**Entries taken from a collection**
-- Start --

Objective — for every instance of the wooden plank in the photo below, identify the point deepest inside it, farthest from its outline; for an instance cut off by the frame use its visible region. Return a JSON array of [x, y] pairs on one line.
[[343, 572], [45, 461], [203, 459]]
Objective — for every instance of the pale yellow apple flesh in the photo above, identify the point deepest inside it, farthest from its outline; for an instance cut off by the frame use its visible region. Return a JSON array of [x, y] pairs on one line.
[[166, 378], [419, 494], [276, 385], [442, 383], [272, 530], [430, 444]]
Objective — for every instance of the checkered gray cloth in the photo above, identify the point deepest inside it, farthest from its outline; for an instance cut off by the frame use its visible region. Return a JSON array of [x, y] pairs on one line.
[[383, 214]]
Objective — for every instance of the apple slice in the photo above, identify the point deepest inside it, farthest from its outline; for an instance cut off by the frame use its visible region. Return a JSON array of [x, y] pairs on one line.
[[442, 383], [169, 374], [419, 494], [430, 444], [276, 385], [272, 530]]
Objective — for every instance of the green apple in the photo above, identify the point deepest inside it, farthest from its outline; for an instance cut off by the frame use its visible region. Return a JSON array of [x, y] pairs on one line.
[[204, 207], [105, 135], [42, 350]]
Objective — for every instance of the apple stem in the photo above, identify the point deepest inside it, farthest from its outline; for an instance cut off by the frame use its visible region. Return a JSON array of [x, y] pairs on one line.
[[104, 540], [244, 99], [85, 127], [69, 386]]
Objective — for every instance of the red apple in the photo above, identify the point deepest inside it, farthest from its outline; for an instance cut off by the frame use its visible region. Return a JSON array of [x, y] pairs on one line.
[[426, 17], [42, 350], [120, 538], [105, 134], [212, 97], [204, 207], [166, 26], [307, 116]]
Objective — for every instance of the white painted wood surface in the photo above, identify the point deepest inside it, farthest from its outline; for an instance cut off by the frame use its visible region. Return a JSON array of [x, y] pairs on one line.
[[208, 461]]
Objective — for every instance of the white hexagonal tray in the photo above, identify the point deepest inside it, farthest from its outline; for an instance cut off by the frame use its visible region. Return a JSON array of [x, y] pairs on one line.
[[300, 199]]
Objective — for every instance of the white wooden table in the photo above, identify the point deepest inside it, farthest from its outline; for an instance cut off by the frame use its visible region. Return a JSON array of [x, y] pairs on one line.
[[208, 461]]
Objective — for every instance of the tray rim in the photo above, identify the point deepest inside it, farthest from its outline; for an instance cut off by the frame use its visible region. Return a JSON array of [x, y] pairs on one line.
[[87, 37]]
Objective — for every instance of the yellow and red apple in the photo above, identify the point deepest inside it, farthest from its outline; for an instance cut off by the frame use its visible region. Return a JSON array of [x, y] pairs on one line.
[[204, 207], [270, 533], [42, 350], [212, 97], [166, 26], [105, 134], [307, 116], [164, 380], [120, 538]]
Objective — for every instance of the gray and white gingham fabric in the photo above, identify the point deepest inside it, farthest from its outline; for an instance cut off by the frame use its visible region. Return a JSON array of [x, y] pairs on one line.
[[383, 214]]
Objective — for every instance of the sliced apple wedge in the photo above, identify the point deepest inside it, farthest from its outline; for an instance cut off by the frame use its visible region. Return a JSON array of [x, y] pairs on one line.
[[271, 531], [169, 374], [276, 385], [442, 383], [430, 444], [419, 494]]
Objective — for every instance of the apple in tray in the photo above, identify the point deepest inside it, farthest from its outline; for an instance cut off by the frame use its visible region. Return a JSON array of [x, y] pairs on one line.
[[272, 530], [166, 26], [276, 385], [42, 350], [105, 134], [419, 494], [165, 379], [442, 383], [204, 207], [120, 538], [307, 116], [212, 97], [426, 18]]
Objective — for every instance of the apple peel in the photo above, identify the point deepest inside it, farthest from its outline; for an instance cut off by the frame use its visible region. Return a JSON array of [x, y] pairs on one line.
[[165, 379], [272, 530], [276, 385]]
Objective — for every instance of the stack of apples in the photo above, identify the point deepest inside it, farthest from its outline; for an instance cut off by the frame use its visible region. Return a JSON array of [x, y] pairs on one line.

-- End --

**Set exercise**
Every line of the data above should be copied exactly.

**Right answer**
Objective — for every instance of the wooden plank in the photo below, identify the point deepest inside it, farthest from its outline; for an instance cut off by the frame use its visible region. Return a JSON array of [x, y] pairs on one line.
[[343, 572], [45, 461], [203, 459]]
Objective — for every instance of the pale yellow apple flesh in the photo above, identify the point deepest inside it, farthest from its outline; for an instance cut off by the frame use its visible region. Return a JSON array of [x, y] pairs on one line.
[[166, 378], [419, 494], [276, 385], [442, 383], [272, 530], [430, 444]]
Objective — for every instance of the checkered gray cloth in the photo above, identify the point deepest inside it, farthest from its outline; for an instance cut off by the frame use its visible region. Return a JSON array of [x, y] pairs on one line.
[[383, 214]]
Objective — for every instance of the apple slice in the photo above, identify the point deepest inside it, farthest from its outline; for an instance cut off by the frame use its visible region. Return a JSON array of [x, y] pairs on one line.
[[442, 383], [169, 374], [419, 494], [430, 444], [276, 385], [272, 530]]
Objective — for every instance of the green apple in the photo above, identify the point deepest inside it, farthest from its outline; for an instance cut off by the frame use its visible region. Return a JSON array of [x, y] pairs on one line.
[[204, 207], [105, 135], [42, 350]]
Objective — for every instance of the apple stem in the photo above, identify the point deepest inside it, farthest from its outline; for an instance cut off by the frame use its visible region. Return a JSON array of [x, y] pairs on one line.
[[104, 540], [244, 99], [85, 127], [69, 386]]
Objective — for every instance of the red apple in the photo above, identify the point deepest inside it, farthest from its outline; for an instance cut off by the frame use its visible region. Return a JSON array of [x, y] pairs on one line.
[[426, 17], [42, 350], [120, 538], [105, 134], [212, 97], [204, 207], [166, 26], [307, 116]]
Objective — for every instance of the white painted wood surface in the photo above, identify the point deepest inside it, farthest from its outline; for an instance cut off by the frame use its visible region. Return a JSON array of [x, y] pairs on one line.
[[208, 461]]
Objective — for every instance of the white hexagonal tray in the photo above, identify the point deepest inside it, farthest from its outline; for an instance cut off by the frame use its visible region. Return a JSON array of [x, y] pairs on one line.
[[300, 199]]
Objective — for every instance of the white wooden table in the photo above, identify the point deepest inside it, farthest from its outline; for an instance cut off by the frame use its visible region. Return a JSON array of [x, y] pairs on one line.
[[208, 461]]
Objective — for every instance of the tray rim in the photo above, identify the point deepest inside it, farthest from its outline; for an instance cut off by the frame use its visible region. Return a JSON array of [x, y] pairs on one line.
[[87, 37]]
Objective — for every instance of the yellow and red apple in the photo above, identify the point deepest inside it, farthest from its outline; for an instance cut off by the frame use its visible region. Return a JSON array of [x, y] pairs on one line.
[[204, 207], [270, 533], [42, 350], [212, 97], [166, 26], [105, 134], [307, 116], [164, 380], [120, 538]]
Objective — for every instance of the gray and white gingham fabric in the photo above, identify the point deepest inside it, farthest from its outline; for an instance cut off by the frame use its visible region. Return a JSON array of [x, y] pairs on one line.
[[383, 214]]
Objective — for every instance of the sliced apple wedge in the photo above, identify the point deepest inside it, farthest from its outline; for an instance cut off by the frame use its visible region. Return a JSON array of [x, y] pairs on one line.
[[271, 531], [169, 374], [276, 385], [442, 383], [430, 444], [419, 494]]
Objective — for every instance of the apple in tray in the photo above, identify the point deepest inside it, farthest from its outline; for an instance cut off by the frame use its visible region. Return a JSON array of [x, y] pairs on one line.
[[272, 530], [166, 26], [276, 385], [42, 350], [105, 134], [419, 494], [165, 379], [442, 383], [204, 207], [120, 538], [307, 116], [212, 97], [426, 18]]
Objective — for every instance of the apple peel in the photo above, identify the point deepest inside it, farthest from its outline; for an instance cut off by the frame use its visible region. Return a JSON array of [x, y] pairs on one line.
[[165, 379], [272, 530], [276, 385]]
Objective — for every instance of the stack of apples in the photo above, identify the point deepest inside it, farthest from its outline; for an instance cut off by the frame use its visible region. Return a JSON array of [x, y] pairs on one line.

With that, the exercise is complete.